### Exercise goal
Each entry below is to be returned exactly, with any pictures left out.

### Records shown
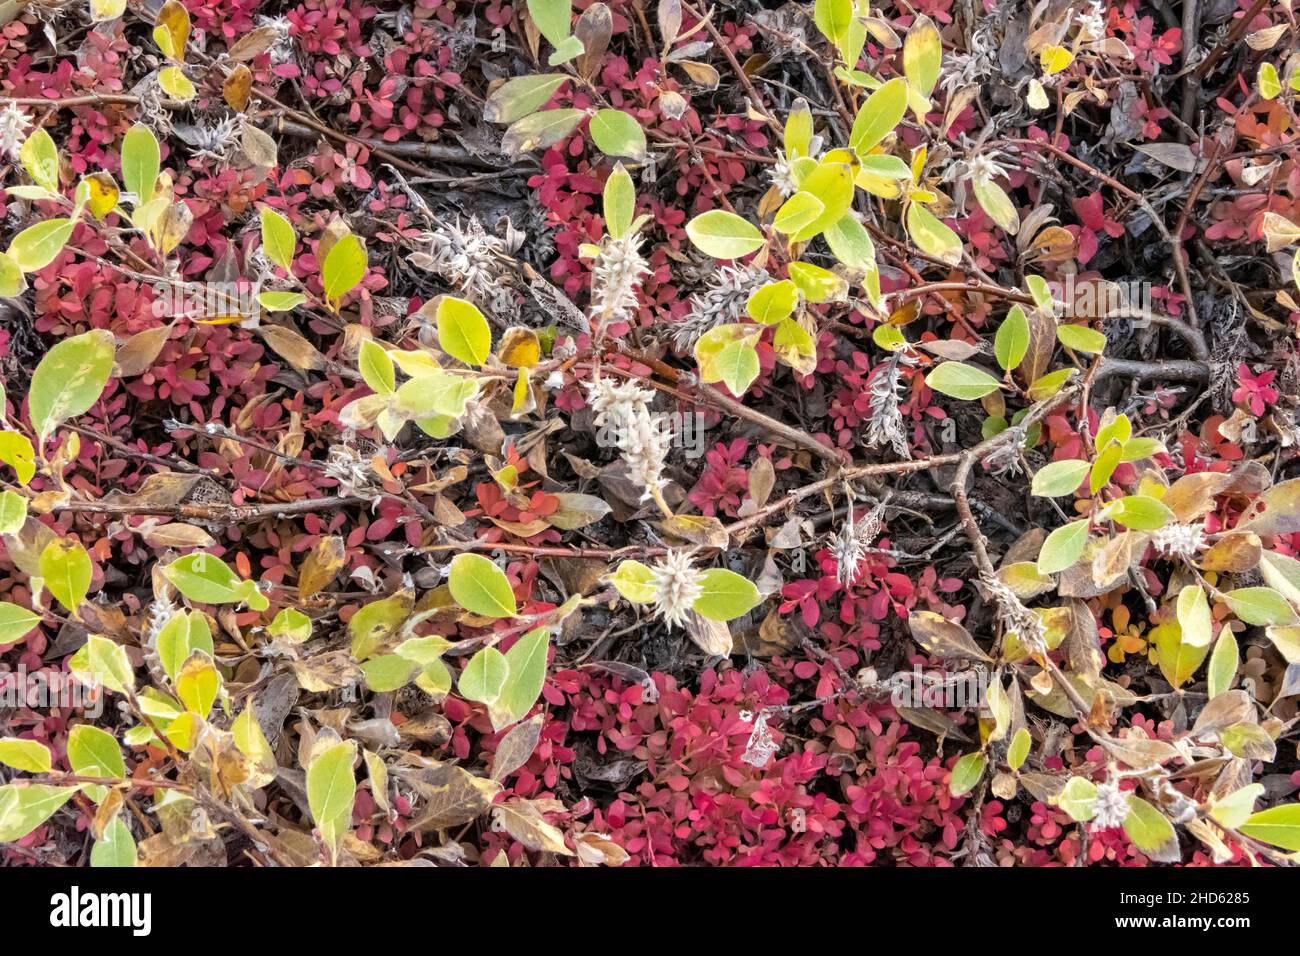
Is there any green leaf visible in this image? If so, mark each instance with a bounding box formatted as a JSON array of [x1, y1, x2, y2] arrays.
[[902, 15, 942, 98], [772, 191, 825, 236], [1056, 776, 1098, 820], [256, 291, 306, 312], [1031, 459, 1090, 497], [161, 553, 269, 611], [924, 361, 1000, 400], [459, 646, 509, 705], [995, 305, 1030, 371], [1257, 61, 1282, 100], [813, 0, 853, 46], [0, 431, 35, 484], [790, 160, 854, 242], [0, 251, 24, 297], [19, 128, 59, 192], [321, 233, 367, 306], [348, 589, 413, 660], [1224, 586, 1297, 626], [1006, 728, 1031, 771], [588, 109, 646, 159], [603, 162, 635, 241], [396, 371, 479, 419], [608, 560, 656, 603], [747, 280, 799, 324], [1123, 795, 1179, 861], [67, 724, 125, 803], [526, 0, 572, 46], [121, 125, 160, 202], [361, 654, 419, 692], [358, 339, 395, 395], [0, 602, 38, 646], [949, 751, 986, 796], [1057, 324, 1107, 354], [0, 737, 52, 773], [1027, 367, 1075, 401], [1206, 629, 1238, 699], [492, 627, 550, 729], [1239, 802, 1300, 850], [848, 77, 908, 154], [8, 218, 75, 272], [68, 635, 135, 694], [547, 33, 585, 67], [972, 180, 1019, 234], [91, 816, 137, 867], [176, 652, 220, 718], [1209, 784, 1262, 830], [39, 538, 92, 614], [685, 210, 766, 260], [1176, 583, 1213, 648], [692, 568, 761, 621], [306, 739, 356, 857], [395, 634, 454, 667], [1089, 439, 1122, 494], [697, 335, 760, 396], [448, 553, 517, 618], [823, 213, 877, 275], [1037, 519, 1089, 574], [436, 296, 492, 367], [28, 328, 115, 443], [906, 203, 962, 264], [259, 207, 296, 271], [268, 607, 312, 643], [483, 74, 569, 124], [0, 784, 78, 842], [1109, 495, 1173, 531], [155, 610, 214, 684]]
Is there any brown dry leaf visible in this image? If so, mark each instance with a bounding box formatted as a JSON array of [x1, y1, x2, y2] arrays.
[[1199, 531, 1261, 572], [115, 322, 174, 377], [746, 456, 775, 511], [491, 714, 544, 781], [1191, 689, 1255, 738], [574, 2, 613, 80], [1238, 477, 1300, 536], [241, 125, 279, 168], [908, 610, 992, 662], [403, 764, 500, 832], [289, 650, 362, 692], [298, 535, 345, 599], [574, 831, 630, 866], [223, 64, 253, 112], [492, 800, 574, 854], [685, 611, 732, 656], [90, 789, 125, 840], [658, 513, 729, 547], [259, 324, 326, 372], [1091, 530, 1147, 587], [548, 492, 612, 530], [227, 25, 278, 61], [1163, 471, 1234, 522], [1024, 225, 1077, 263], [895, 705, 971, 742], [142, 521, 217, 549], [104, 472, 221, 509]]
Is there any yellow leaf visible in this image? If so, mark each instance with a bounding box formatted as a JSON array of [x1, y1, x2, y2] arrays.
[[154, 0, 191, 61]]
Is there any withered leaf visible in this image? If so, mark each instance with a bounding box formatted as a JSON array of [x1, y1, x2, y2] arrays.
[[907, 610, 992, 662], [298, 535, 345, 599], [491, 713, 544, 781], [492, 799, 573, 854], [259, 324, 326, 372], [403, 764, 500, 832], [115, 322, 174, 377]]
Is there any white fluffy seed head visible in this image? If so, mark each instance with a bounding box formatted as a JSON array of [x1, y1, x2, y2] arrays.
[[1090, 780, 1130, 832], [650, 549, 704, 629], [0, 103, 31, 160], [1150, 522, 1207, 559]]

### Solution to this problem
Is there any green leaf visible in this image? If so, mark each instance with a bounding box formatted as a JSON array of [x1, y1, x2, y2] arrays.
[[902, 15, 942, 98], [772, 191, 825, 236], [1056, 776, 1098, 820], [256, 291, 306, 312], [1031, 459, 1090, 497], [161, 553, 269, 611], [924, 361, 1000, 400], [459, 646, 509, 705], [995, 305, 1030, 371], [1257, 61, 1282, 100], [813, 0, 853, 46], [0, 431, 35, 484], [790, 160, 854, 242], [0, 251, 24, 297], [19, 128, 59, 192], [321, 233, 367, 306], [348, 589, 413, 660], [1224, 586, 1297, 626], [1006, 728, 1031, 771], [588, 109, 646, 159], [603, 162, 635, 241], [396, 371, 479, 419], [608, 560, 656, 603], [747, 280, 799, 324], [1123, 795, 1179, 861], [67, 724, 125, 803], [526, 0, 572, 46], [121, 125, 160, 202], [361, 654, 419, 692], [358, 339, 395, 395], [0, 602, 38, 646], [949, 751, 986, 796], [1057, 324, 1107, 354], [0, 737, 52, 773], [1027, 367, 1075, 401], [1206, 629, 1238, 699], [492, 627, 550, 729], [1239, 802, 1300, 850], [848, 77, 908, 154], [8, 218, 75, 272], [68, 635, 135, 694], [547, 33, 585, 67], [972, 180, 1019, 234], [91, 816, 137, 867], [176, 652, 220, 718], [1209, 784, 1262, 830], [39, 538, 92, 614], [685, 210, 766, 260], [1176, 583, 1213, 648], [692, 568, 761, 621], [306, 739, 356, 857], [395, 634, 454, 667], [1089, 439, 1122, 494], [697, 335, 760, 396], [448, 553, 517, 618], [823, 213, 877, 275], [1037, 519, 1089, 574], [436, 296, 492, 367], [28, 328, 115, 443], [906, 203, 962, 264], [259, 207, 296, 271], [268, 607, 312, 643], [483, 74, 569, 124], [0, 784, 78, 842], [1109, 495, 1173, 531], [155, 610, 214, 684]]
Is there any brown dry leaf visible in this image? If so, mark each instance with a bounding box formatted as a JSON array of [x1, y1, x2, y2] arrays.
[[1199, 531, 1261, 572], [115, 322, 174, 377], [746, 456, 775, 511], [491, 714, 544, 781], [1191, 689, 1255, 738], [574, 2, 613, 80], [1238, 477, 1300, 536], [241, 125, 279, 168], [908, 610, 992, 662], [403, 764, 500, 832], [289, 650, 362, 692], [298, 535, 345, 599], [574, 831, 630, 866], [223, 64, 253, 112], [492, 800, 574, 854], [685, 611, 732, 656], [90, 789, 125, 840], [658, 513, 729, 547], [259, 324, 326, 372], [1091, 530, 1147, 587], [548, 492, 612, 530], [227, 25, 278, 61], [1163, 471, 1234, 522], [1024, 225, 1077, 263], [895, 705, 971, 742], [142, 521, 217, 549], [104, 472, 221, 509]]
Is there any yellow leaf visible in this image? If so, mark each instance with a bounding box formatted as a JSON array of [x1, y1, x2, y2] arrays.
[[154, 0, 191, 61]]
Is there any withered leaf visible in this image? If so, mark each instance with a bounding box formatted as a JSON array of [x1, y1, x2, y2] arrays.
[[907, 610, 992, 662], [298, 535, 345, 599], [491, 713, 544, 781], [492, 799, 573, 854], [259, 324, 326, 372], [403, 764, 500, 832], [115, 322, 174, 377]]
Is there any white fluffy seed head visible in this image? If so, mark each instance with a bounding box formatted as a JSON array of [x1, y1, x2, y2] arrays.
[[1090, 780, 1130, 832], [650, 549, 704, 629], [0, 103, 31, 160], [1150, 522, 1207, 559]]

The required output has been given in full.